Penny - I don't have any particularly useful advice - but I can comisserate!

What I've noticed, is that this guilt-reflex happens mostly in setting boundaries with my foo. Other people, not so much. I call it a guilt-reflex, because of course I got habitually programmed to show/feel the appropriate guilt -- whenever I wasn't throwing myself under the bus for my mom or bro. I'm thinking this is one way I was kept "playing my role" in the dysfunctional loop-de-loop. Kind of an emotional blackmail club. Beat her with guilt... so she gives in and does what we want.
It hits me worst, when it's just something little... a thing that happens a lot with "normal" people and is no big deal - with normal people. And I think some of it... is the flip-side of the guilt reflex... my foo ain't normal... so it's as if they have "special status/access" to me -- and because they're "special" the normal boundaries should not apply. So, I end up protecting the people who would have me stay feeling guilty about not anticipating their every need and always, always dropping whatever I'm doing to care for them.

----

WORK REQUEST 1 ▸
Reproduce word for word the part of the guilt-reflex post that opens with the words containing "What I've noticed, is" and closes with "what we want.".
WORK REQUEST 2 ▸
According to the guilt-reflex post, in setting boundaries with whom does the guilt-reflex mostly happen?

Records contained in a dataset ▸
----

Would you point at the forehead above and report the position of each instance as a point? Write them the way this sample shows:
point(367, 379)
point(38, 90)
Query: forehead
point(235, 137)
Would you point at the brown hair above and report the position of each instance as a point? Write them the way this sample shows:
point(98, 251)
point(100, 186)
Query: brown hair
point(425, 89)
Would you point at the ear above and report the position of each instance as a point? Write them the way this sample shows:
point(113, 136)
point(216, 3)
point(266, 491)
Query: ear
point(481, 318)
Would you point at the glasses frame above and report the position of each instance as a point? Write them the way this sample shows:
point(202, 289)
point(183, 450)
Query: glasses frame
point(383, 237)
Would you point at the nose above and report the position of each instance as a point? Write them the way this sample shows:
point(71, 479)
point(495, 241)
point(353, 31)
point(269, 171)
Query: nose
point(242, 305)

----

RESPONSE AREA 1 ▸
What I've noticed, is that this guilt-reflex happens mostly in setting boundaries with my foo. Other people, not so much. I call it a guilt-reflex, because of course I got habitually programmed to show/feel the appropriate guilt -- whenever I wasn't throwing myself under the bus for my mom or bro. I'm thinking this is one way I was kept "playing my role" in the dysfunctional loop-de-loop. Kind of an emotional blackmail club. Beat her with guilt... so she gives in and does what we want.

RESPONSE AREA 2 ▸
With the writer's foo, not so much with other people.